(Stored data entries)
************

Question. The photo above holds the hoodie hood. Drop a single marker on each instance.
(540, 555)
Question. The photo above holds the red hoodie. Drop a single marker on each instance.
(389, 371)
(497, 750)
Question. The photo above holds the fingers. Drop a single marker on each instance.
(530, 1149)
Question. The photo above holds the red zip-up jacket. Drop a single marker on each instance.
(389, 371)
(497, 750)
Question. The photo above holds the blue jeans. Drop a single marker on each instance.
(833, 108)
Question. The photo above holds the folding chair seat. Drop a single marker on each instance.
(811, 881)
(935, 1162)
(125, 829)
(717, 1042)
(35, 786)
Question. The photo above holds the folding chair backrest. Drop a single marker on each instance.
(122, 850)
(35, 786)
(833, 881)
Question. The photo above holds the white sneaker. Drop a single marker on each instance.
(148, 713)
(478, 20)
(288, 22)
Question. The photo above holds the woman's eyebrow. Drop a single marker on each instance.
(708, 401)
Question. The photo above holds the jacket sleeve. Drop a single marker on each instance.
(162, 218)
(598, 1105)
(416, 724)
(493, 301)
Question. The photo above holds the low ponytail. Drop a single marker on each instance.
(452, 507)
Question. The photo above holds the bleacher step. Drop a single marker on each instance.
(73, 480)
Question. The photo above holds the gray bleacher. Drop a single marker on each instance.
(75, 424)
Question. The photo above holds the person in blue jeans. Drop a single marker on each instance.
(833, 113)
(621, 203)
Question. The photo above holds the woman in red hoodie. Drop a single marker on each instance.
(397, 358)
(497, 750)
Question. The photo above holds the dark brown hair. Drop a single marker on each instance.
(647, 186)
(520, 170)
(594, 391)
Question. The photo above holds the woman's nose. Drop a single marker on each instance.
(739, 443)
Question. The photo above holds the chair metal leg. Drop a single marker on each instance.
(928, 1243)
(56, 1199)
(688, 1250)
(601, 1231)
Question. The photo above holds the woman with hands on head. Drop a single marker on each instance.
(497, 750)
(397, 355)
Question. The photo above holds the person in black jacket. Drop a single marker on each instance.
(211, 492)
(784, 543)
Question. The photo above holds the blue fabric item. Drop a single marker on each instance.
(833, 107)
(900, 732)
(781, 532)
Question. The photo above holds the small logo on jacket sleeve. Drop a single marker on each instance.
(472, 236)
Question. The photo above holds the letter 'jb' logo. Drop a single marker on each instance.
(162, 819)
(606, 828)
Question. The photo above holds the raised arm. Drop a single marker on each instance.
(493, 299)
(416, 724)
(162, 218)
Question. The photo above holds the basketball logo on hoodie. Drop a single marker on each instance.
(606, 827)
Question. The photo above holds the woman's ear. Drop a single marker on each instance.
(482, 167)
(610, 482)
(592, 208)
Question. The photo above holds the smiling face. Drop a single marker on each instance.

************

=== DIRECTIONS ===
The records need to be copied exactly, with no line left out.

=== RESULT OF THE EXERCISE ===
Question. The photo above holds the hoodie hood. Drop a single marker on each instance.
(540, 555)
Question. The photo above holds the red hoodie. Drop a single marker on each instance.
(389, 371)
(497, 750)
Question. The photo above holds the fingers. Drop a single marker on each instance.
(530, 1149)
Question. The photo above holds the red zip-up jacket. Drop a single marker on each instance.
(389, 371)
(497, 750)
Question. The photo above holds the blue jeans. Drop a single marker on each instance.
(833, 108)
Question. The photo above holds the folding chair seat. Drop a single marker on each instance.
(811, 881)
(935, 1162)
(125, 829)
(717, 1042)
(35, 786)
Question. The photo above holds the folding chair backrest. Drop a single marker on each instance.
(122, 850)
(35, 786)
(833, 881)
Question. The photo above holds the white sneaker. Drop a single marker on each instance.
(148, 713)
(478, 20)
(288, 22)
Question. The photo above holds the woman's eyebrow. Drop a single marker on each instance.
(708, 401)
Question. The photo above holds the jacket sleeve. Drop a single marker on each instance.
(162, 218)
(598, 1105)
(416, 724)
(493, 301)
Question. The photo above holds the low ponytail. Drop a single marker on each instance.
(452, 507)
Question. The photo above holds the bleacher step. Drop a single marker on each instance.
(73, 480)
Question. The photo above holds the gray bleacher. Drop a single marker on each instance.
(75, 424)
Question. The photo above holds the person in blue jeans. Drop a single marker on each instance.
(833, 113)
(621, 203)
Question. The photo above holds the woman in red hoodie. Drop a single marker on each instance.
(397, 358)
(497, 750)
Question. The photo above holds the dark brown hair. Drop a single marker on each instance.
(647, 186)
(520, 170)
(594, 391)
Question. The photo above holds the woman's nose. Drop a single marker on each instance.
(739, 443)
Question. The photo above holds the chair metal leg. Drop a single marker on each instance.
(928, 1243)
(56, 1199)
(688, 1250)
(601, 1231)
Question. The photo above holds the woman with hands on head. Drop a single marker on each instance.
(497, 750)
(397, 355)
Question. The photo above holds the person in black jacket. Drop a single marker on each instance.
(211, 492)
(784, 543)
Question. The photo above holds the blue fabric item. Drop a single marker on each instance.
(833, 107)
(900, 732)
(781, 532)
Question. The photo above holds the small logo on jacket sleeve. Drop a single marker on each instance.
(472, 236)
Question. The photo above holds the letter 'jb' logo. Drop a single marker on each instance.
(162, 819)
(606, 828)
Question. The photo above holds the raised arm. Drop a single marker on each instance.
(493, 299)
(416, 724)
(162, 218)
Question. The photo above holds the basketball logo on hoodie. Drop a single marker on each instance.
(606, 827)
Question. The photo above holds the woman's ear. Drop a single marker on each instance.
(482, 167)
(610, 482)
(592, 208)
Question. The photo above holds the smiling face. Drop a single marker on each instance.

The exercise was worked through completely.